» **YOUR TASK**
Rewrite these records with "house window" swapped for "building window" wherever it occurs, changing nothing else, and omit the pictures from your answer.

» **EXTRACTED INFORMATION**
Begin

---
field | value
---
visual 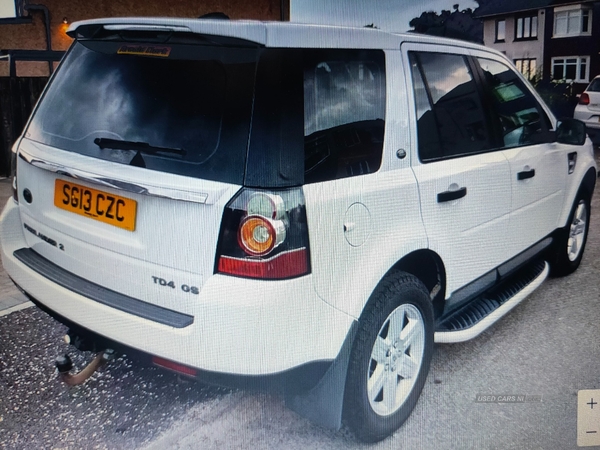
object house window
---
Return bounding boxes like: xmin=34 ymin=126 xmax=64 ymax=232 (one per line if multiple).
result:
xmin=515 ymin=58 xmax=537 ymax=80
xmin=552 ymin=56 xmax=590 ymax=83
xmin=554 ymin=5 xmax=592 ymax=37
xmin=496 ymin=19 xmax=506 ymax=42
xmin=515 ymin=14 xmax=537 ymax=39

End

» **PROBLEM SOLUTION**
---
field | value
---
visual 
object building window
---
Return bounding boxes like: xmin=34 ymin=126 xmax=64 ymax=232 (one per line if multiple).
result:
xmin=515 ymin=58 xmax=537 ymax=80
xmin=552 ymin=56 xmax=590 ymax=83
xmin=554 ymin=5 xmax=592 ymax=37
xmin=496 ymin=19 xmax=506 ymax=42
xmin=515 ymin=14 xmax=537 ymax=39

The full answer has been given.